[THE REQUEST]
Extract each line of the items that contains the word "front".

[DATASET EXTRACT]
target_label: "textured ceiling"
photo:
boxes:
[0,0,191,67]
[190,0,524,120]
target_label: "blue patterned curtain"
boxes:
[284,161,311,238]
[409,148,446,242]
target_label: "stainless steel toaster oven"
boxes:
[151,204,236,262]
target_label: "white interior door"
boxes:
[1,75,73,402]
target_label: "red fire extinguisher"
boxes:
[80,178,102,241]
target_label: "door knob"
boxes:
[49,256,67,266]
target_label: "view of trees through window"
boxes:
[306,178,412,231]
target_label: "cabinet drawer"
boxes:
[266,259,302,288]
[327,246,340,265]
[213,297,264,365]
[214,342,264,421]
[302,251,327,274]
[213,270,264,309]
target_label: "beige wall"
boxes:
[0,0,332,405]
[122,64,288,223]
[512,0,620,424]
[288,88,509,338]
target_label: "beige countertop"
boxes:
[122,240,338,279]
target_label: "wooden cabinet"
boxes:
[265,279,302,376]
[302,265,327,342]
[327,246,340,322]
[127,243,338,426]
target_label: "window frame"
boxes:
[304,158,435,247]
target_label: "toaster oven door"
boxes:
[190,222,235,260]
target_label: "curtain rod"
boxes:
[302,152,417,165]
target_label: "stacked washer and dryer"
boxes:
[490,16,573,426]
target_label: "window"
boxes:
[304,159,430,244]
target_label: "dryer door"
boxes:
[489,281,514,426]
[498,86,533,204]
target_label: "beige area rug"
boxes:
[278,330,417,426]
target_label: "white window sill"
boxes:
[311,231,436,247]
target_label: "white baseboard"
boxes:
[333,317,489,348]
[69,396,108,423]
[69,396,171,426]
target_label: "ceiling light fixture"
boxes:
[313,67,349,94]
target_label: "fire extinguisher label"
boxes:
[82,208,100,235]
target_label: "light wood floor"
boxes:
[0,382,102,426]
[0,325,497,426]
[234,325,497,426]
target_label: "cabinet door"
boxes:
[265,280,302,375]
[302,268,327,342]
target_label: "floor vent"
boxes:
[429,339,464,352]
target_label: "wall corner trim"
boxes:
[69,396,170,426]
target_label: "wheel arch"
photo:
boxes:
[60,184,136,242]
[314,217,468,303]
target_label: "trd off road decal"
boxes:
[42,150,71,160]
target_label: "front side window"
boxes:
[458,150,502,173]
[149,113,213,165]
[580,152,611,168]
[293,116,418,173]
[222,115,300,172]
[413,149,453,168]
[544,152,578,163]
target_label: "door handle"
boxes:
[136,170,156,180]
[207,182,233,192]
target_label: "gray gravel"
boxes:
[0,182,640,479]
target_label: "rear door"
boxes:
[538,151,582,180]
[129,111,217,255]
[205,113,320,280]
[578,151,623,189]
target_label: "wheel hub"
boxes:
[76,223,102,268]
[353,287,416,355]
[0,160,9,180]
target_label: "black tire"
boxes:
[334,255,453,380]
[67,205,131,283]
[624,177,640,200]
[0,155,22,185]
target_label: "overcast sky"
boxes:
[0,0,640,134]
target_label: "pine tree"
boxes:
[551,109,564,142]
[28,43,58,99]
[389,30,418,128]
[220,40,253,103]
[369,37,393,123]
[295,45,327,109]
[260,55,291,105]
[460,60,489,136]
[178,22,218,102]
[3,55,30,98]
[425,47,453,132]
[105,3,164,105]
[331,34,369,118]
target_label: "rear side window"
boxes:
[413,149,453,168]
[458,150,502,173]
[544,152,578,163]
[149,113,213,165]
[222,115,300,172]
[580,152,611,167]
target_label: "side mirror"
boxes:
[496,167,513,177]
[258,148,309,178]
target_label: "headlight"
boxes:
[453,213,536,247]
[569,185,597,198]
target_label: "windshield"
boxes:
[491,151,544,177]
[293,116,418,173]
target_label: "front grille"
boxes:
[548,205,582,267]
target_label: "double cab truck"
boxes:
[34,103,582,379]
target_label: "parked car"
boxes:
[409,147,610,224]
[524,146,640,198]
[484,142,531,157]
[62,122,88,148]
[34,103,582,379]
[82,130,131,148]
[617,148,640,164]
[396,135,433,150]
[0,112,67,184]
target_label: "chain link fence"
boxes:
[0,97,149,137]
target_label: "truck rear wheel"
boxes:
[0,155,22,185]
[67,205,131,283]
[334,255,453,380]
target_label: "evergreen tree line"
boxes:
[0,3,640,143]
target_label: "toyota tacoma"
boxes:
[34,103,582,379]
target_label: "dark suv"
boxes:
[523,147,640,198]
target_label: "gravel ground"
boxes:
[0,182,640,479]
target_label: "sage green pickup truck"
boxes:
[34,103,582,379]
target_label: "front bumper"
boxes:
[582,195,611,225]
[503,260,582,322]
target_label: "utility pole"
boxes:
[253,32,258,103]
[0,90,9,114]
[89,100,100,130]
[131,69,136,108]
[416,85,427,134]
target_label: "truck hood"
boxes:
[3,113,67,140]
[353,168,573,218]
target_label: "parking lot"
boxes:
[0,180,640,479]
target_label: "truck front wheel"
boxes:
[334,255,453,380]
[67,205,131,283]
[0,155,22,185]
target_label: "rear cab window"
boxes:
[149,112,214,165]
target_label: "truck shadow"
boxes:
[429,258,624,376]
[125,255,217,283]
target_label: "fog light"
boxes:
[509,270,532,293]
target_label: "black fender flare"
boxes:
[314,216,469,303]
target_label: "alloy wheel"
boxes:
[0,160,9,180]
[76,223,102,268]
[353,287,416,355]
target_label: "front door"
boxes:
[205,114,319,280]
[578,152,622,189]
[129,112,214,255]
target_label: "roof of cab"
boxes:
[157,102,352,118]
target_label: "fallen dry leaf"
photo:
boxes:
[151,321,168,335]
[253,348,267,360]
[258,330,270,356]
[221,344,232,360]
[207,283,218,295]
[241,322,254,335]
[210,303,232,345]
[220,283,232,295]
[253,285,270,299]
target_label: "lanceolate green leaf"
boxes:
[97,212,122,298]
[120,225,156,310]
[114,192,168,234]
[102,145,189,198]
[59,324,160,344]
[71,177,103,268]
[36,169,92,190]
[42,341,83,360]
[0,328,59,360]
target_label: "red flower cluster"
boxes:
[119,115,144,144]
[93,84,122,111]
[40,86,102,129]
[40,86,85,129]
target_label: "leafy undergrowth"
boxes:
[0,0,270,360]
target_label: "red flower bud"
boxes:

[FINAL RESULT]
target_label: "front side window"
target_label: "front grille"
target_label: "front bumper"
target_label: "truck front wheel"
target_label: "front door"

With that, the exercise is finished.